------ Records to process ------

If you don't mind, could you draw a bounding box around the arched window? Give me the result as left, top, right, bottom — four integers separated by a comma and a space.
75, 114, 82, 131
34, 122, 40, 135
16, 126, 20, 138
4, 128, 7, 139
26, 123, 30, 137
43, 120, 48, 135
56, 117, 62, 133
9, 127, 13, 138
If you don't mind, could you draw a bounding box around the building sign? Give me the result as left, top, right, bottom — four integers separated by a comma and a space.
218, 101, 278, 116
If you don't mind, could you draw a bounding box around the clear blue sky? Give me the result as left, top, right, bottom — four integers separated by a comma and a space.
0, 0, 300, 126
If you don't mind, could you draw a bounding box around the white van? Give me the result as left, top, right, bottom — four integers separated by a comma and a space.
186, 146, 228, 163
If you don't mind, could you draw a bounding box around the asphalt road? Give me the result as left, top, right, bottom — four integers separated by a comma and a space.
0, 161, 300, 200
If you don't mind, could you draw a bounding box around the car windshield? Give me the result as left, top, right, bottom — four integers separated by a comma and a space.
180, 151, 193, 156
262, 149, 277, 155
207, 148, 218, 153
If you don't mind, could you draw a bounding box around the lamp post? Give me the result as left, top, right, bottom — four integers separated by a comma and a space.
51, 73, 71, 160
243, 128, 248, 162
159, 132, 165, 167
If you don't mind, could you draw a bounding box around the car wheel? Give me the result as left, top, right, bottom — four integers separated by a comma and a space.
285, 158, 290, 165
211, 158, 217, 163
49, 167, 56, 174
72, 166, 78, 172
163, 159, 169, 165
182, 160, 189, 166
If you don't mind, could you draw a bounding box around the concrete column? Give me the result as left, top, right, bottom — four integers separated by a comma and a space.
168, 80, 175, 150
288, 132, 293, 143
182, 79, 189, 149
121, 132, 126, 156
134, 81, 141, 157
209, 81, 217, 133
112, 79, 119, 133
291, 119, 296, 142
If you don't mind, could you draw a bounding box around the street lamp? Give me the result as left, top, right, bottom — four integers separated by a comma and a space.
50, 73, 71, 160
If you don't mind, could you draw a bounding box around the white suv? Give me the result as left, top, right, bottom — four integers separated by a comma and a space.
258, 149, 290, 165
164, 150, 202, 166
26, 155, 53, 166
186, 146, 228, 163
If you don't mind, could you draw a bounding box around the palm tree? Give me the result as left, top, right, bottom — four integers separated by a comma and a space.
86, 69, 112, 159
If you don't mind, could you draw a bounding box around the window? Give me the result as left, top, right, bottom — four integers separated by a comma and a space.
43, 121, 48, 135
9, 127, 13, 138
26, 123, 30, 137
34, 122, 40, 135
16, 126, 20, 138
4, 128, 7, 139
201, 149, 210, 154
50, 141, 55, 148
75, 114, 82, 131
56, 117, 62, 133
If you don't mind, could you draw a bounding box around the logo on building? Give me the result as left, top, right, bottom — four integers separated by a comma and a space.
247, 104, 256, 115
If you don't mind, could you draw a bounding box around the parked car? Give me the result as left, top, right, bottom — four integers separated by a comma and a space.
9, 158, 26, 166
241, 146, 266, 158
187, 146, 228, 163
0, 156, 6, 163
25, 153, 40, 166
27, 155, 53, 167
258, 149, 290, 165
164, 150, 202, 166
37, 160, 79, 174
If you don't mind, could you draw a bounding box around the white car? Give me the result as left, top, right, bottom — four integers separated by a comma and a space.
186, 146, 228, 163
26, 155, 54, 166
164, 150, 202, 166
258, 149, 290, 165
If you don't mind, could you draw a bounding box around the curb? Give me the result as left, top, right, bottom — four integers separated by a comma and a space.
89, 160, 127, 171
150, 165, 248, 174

------

**Given request**
Please copy all of the data above word for word.

**Answer in full**
If you don't mind, could you draw a bounding box around the arched window? Give me the result as left, top, right, bottom — four integers separated by a comma and a space.
75, 114, 82, 131
34, 122, 40, 135
16, 126, 20, 138
4, 128, 7, 139
26, 123, 30, 137
43, 120, 48, 135
56, 117, 62, 133
9, 127, 13, 138
If you don't mind, could you draw a bounding box around the building sign? Give me the result as left, top, right, bottom — four integers separated by a comma and a space.
218, 101, 278, 116
If you don't mind, could you draw a bounding box around the clear blue sky? Give me the result as left, top, right, bottom — four integers separated by a comma and a space.
0, 0, 300, 126
If you don't mind, could you draw a bounding box around the white van? Give me the result as left, top, right, bottom — four integers separated by a comma and a space.
186, 146, 228, 163
If you don't mind, could you draw a bounding box around the asphalt road? Give me the result as left, top, right, bottom — four integers separated by a comma and a space.
0, 161, 300, 200
If you don't mind, could you draw a bounding box around the car windshield? Give me the result as left, top, right, bottom — four integers separated by a comma and a space.
180, 151, 193, 156
262, 149, 277, 155
207, 148, 218, 153
If you don't mind, could you draw a bounding box around the lamp post? Give me the result as left, top, right, bottom — four integers separated by a comma and a space.
51, 73, 71, 160
243, 128, 248, 162
159, 132, 165, 167
If you don't mind, could you draw a bounding box around the car wheel? Give me the result as left, top, right, bottom — four integers separated by a comma and a space.
285, 158, 290, 165
211, 158, 217, 163
49, 167, 56, 174
72, 166, 78, 172
163, 159, 169, 165
182, 160, 189, 166
If you don't mind, could you draw a bounding box around the concrete column? Give me the result as left, top, right, bottom — four integers separated by a comma and a space.
168, 80, 175, 150
288, 132, 293, 143
182, 79, 189, 149
121, 132, 126, 156
134, 81, 141, 157
209, 81, 217, 133
112, 79, 119, 133
291, 119, 296, 142
If you don't mind, could you draw a bounding box around the street lamp? Give me the result as left, top, right, bottom — four integers separated by a comma and a space.
50, 73, 71, 160
If you don't mind, could you draw a bounding box around the white suv? Give me the result as left, top, right, bottom — four integers separated by a comma and a space.
258, 149, 290, 165
164, 150, 202, 166
26, 155, 53, 166
186, 146, 228, 163
If you don't mind, could you draw a bounding box around the palm tree? Give me the result as left, top, right, bottom — four integers separated by a comma and a space.
86, 69, 112, 159
If you don't mind, could you draw a bounding box around the window? Give me the result as left, top, right, bottom — four integers separated by a comma and a space.
43, 121, 48, 135
9, 127, 13, 138
26, 123, 30, 137
34, 122, 40, 135
16, 126, 20, 138
4, 128, 7, 139
201, 149, 210, 154
50, 141, 55, 148
75, 114, 82, 131
56, 117, 62, 133
If you don't mind, could you draw a bounding box around the logo on building? Give me the result as left, top, right, bottom — four integers separated by a comma and a space.
247, 104, 256, 115
If you don't mind, could you draw a bounding box around the parked car? Give me the result as left, top, right, bottom — four integers separated by a comma and a space.
9, 158, 26, 166
241, 146, 266, 158
187, 146, 228, 163
0, 156, 6, 163
25, 153, 40, 166
27, 155, 53, 167
258, 149, 290, 165
164, 150, 202, 166
37, 160, 79, 174
If you don't mind, could you draw a bounding box around the white car? Give me the result as left, top, right, bottom — four integers separated by a comma and a space.
186, 146, 228, 163
26, 155, 54, 166
164, 150, 202, 166
258, 149, 290, 165
If you don't mind, could you draw a bounding box around the curb? Give me the result as left, top, right, bottom — four integers separated by a comma and a space.
89, 160, 127, 171
150, 165, 248, 174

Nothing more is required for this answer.